[Begin Reading passage]

U.S. Army Says It Did Not Win Iraq War, 'Iran Appears to Be the Only Victor'

The United States Army has released a bleak assessment of its 2003 invasion of Iraq and subsequent attempts to defeat a Sunni Muslim insurgency until a 2011 withdrawal, claiming that neighboring Iran was the only true winner of the operation.

"The U.S. Army in the Iraq War" was released Thursday in two volumes entitled "Invasion and Insurgency—Civil War, 2003-2006" and "Surge and Withdrawal, 2007-2011." The study was originally commissioned by Army General Ray Odierno in 2013 and—having relied on some "30,000 hours of hand-picked declassified documents, hundreds of hours of interviews of original interviews and thousands of hours of previously available interviews"—it claims to be "the U.S. Government's longest and most detailed study of the Iraq conflict thus far."

As the document notes, the decision to attack was a "preemptive" response to accusations that Iraqi President Saddam Hussein possessed weapons of mass destruction and offered tacit support to the Al-Qaeda militant group that conducted the 9/11 attacks of 2001. These charges later proved to be false, and the Army has now admitted that Hussein's fall managed to empower a mutual foe of both the Iraqi leader and the U.S.

"In terms of geostrategic consequences, the war produced profound consequences," the document read. "At the time of this project's completion in 2018, an emboldened and expansionist Iran appears to be the only victor. Iraq, the traditional regional counterbalance for Iran, is at best emasculated, and at worst has key elements of its government acting as proxies for Iranian interests."

Iraqi Foreign Minister Mohammad Ali al-Hakim (R) receives Iranian Foreign Minister Mohammad Javad Zarif (L) in Baghdad during an official visit on January 13. The two majority-Shiite Muslim neighbors share a tumultuous history of relations, which were greatly helped by the U.S.-led ousting of Iraqi President Saddam Hussein in 2003. SABAH ARAR/AFP/Getty Images

In Feburary 1979, the revolutionary Shiite Muslim Ayatollah Ruhollah Khomeini came to power in Iran and Arab Baathist leader Hussein seized leadership of Iraq in July of that same year. The two quickly went to war, with the U.S. quietly backing both sides. A ceasefire ended the conflict in 1988, but a cash-strapped Iraq went on to invade Kuwait two years later, prompting a U.S. intervention that, though limited in nature, would pave the way for the full-scale invasion in 2003, a move that would lead to an all-out war costing the lives of thousands of U.S. troops and up to hundreds of thousands of Iraqis.

[End Reading passage]
[Begin Given entries]

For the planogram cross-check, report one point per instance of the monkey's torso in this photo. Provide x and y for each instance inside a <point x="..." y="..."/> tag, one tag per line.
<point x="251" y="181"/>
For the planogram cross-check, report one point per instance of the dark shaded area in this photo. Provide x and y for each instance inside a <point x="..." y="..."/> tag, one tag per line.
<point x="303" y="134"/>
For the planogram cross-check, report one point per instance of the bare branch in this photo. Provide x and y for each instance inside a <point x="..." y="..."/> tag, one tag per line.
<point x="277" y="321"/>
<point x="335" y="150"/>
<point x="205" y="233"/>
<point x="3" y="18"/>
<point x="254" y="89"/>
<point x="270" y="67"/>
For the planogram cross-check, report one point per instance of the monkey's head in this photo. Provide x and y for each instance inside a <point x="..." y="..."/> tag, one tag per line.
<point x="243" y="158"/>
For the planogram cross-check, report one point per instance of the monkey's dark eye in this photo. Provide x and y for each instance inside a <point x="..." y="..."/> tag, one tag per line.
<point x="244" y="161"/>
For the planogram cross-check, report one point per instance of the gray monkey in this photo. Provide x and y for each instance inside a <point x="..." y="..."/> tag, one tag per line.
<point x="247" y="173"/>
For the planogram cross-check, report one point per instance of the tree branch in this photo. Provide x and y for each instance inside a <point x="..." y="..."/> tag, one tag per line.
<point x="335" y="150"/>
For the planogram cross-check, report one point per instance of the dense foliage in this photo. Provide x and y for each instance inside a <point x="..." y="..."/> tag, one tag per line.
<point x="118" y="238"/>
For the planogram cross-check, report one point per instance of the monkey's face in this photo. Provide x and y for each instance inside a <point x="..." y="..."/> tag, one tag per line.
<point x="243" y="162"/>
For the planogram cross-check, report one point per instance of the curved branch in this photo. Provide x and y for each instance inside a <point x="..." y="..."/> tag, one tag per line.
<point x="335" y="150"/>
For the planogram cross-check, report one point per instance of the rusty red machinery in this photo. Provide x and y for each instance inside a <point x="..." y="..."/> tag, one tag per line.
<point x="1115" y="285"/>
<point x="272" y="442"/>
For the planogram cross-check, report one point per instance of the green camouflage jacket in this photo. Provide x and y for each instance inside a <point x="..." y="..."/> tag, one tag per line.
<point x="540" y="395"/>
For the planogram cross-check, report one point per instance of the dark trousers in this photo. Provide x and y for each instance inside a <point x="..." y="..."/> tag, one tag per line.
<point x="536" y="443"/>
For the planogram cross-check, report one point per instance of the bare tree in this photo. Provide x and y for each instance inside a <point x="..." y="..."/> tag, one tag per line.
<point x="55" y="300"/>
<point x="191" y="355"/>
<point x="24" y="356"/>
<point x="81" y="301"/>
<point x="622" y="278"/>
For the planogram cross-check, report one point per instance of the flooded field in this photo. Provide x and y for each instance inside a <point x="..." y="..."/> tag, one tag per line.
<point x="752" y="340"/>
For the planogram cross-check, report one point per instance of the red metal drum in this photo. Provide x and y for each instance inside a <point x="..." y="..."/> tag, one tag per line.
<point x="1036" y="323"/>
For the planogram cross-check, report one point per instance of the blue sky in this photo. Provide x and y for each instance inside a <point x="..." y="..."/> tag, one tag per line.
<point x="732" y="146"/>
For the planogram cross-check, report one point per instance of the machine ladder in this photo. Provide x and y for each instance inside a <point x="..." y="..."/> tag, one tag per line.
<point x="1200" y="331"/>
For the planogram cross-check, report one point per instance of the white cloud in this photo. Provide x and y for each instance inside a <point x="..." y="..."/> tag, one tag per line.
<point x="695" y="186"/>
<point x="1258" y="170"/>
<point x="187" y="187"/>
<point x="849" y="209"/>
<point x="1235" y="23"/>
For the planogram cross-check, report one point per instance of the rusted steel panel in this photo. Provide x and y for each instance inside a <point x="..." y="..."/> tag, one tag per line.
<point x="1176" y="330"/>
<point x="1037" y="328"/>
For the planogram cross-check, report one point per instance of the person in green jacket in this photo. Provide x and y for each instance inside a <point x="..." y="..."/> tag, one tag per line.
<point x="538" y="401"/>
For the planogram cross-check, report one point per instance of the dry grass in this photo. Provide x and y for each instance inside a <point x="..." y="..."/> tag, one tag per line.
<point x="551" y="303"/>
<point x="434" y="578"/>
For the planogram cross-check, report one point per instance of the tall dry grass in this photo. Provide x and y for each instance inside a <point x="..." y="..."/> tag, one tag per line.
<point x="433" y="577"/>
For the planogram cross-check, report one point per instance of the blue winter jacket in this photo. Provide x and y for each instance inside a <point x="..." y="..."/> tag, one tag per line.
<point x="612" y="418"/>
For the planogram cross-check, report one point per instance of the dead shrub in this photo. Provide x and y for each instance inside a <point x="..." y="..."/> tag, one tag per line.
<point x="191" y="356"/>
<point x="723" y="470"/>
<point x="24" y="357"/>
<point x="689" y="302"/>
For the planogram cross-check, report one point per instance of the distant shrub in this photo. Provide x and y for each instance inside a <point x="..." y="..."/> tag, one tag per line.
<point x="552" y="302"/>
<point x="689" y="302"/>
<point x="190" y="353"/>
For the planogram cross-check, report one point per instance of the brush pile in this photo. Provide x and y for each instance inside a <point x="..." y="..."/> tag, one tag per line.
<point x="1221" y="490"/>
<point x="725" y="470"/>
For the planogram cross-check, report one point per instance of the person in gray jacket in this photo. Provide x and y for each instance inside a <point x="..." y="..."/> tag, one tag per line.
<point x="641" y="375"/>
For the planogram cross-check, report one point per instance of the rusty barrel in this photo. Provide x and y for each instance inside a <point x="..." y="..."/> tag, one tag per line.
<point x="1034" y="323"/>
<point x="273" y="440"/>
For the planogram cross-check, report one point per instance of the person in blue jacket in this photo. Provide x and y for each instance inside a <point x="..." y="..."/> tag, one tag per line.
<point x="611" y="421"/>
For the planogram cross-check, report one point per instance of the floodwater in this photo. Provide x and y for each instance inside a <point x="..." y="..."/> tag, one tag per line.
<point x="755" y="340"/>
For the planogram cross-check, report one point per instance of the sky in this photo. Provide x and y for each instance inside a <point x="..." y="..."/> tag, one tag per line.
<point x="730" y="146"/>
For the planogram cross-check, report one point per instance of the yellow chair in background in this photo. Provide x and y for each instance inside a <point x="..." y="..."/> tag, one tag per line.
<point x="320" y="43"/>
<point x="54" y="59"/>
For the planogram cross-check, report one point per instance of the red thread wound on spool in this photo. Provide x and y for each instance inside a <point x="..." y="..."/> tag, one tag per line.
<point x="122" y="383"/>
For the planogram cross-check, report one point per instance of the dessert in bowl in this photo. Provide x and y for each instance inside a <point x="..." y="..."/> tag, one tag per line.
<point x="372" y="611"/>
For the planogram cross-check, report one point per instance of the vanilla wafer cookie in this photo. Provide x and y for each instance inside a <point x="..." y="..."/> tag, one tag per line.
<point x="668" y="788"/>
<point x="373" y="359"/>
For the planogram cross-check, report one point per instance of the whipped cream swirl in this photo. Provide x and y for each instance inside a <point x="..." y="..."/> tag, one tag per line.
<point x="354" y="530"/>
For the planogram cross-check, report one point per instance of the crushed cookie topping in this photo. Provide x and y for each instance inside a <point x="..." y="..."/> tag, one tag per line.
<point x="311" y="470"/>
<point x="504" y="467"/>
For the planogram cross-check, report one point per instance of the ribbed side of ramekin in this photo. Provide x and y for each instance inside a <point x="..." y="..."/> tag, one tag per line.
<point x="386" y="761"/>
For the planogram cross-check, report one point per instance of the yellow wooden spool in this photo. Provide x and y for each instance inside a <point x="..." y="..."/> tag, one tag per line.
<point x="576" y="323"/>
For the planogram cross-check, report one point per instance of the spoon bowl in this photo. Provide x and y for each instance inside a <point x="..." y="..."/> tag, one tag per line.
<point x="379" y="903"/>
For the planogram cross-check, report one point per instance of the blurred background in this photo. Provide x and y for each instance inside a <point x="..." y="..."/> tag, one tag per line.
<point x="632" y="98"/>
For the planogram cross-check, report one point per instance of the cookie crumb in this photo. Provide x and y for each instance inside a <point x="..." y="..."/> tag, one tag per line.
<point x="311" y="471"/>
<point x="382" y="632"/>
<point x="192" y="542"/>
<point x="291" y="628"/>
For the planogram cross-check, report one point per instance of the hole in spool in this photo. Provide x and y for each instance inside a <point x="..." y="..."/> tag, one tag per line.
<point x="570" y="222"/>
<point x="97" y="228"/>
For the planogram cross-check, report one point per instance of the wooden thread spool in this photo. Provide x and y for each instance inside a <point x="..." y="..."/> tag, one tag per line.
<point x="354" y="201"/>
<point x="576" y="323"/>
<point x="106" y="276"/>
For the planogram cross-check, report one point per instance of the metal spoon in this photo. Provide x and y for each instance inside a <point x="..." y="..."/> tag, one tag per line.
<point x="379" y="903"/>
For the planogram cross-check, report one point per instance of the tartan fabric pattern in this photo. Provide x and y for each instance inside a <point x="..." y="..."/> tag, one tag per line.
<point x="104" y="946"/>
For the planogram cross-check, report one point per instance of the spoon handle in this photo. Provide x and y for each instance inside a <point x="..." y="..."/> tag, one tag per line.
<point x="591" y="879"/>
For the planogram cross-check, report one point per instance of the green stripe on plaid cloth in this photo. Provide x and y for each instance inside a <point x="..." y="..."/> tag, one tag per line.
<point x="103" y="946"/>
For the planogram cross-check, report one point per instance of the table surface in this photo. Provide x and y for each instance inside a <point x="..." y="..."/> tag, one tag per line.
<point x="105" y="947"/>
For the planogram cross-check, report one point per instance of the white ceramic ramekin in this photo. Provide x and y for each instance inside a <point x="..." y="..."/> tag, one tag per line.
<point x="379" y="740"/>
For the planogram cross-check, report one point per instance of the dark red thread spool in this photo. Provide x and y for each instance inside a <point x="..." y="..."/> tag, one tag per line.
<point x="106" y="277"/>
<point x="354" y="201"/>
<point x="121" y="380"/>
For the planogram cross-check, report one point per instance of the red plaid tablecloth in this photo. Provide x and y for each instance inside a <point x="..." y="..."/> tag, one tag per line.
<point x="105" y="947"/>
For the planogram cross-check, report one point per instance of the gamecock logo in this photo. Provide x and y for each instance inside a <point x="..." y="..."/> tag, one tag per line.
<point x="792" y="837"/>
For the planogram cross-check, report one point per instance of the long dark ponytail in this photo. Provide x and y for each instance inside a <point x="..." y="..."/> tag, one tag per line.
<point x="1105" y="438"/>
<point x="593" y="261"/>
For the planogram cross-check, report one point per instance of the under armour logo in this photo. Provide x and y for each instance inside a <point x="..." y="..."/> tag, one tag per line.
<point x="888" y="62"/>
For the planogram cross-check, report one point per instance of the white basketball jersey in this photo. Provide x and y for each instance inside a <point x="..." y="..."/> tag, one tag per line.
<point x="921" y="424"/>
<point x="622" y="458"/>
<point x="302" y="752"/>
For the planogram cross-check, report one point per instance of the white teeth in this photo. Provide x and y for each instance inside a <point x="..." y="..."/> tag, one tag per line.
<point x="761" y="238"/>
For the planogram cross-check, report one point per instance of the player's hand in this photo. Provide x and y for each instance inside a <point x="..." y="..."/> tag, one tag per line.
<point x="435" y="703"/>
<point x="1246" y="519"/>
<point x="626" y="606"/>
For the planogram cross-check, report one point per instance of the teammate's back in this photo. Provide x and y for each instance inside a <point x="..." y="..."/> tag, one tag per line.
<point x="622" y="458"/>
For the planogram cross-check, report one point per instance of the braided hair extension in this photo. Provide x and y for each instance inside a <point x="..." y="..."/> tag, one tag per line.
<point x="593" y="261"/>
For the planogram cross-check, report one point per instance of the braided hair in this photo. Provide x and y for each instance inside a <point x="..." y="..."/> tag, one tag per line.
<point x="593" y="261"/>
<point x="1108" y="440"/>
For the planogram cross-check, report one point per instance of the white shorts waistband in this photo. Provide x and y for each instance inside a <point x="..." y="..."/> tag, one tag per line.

[End Given entries]

__Given problem__. Retype the passage from the Iraq War article, starting at the words "U.S. Army Says" and stopping after "of the operation.".

__Result of this exercise__.
U.S. Army Says It Did Not Win Iraq War, 'Iran Appears to Be the Only Victor'

The United States Army has released a bleak assessment of its 2003 invasion of Iraq and subsequent attempts to defeat a Sunni Muslim insurgency until a 2011 withdrawal, claiming that neighboring Iran was the only true winner of the operation.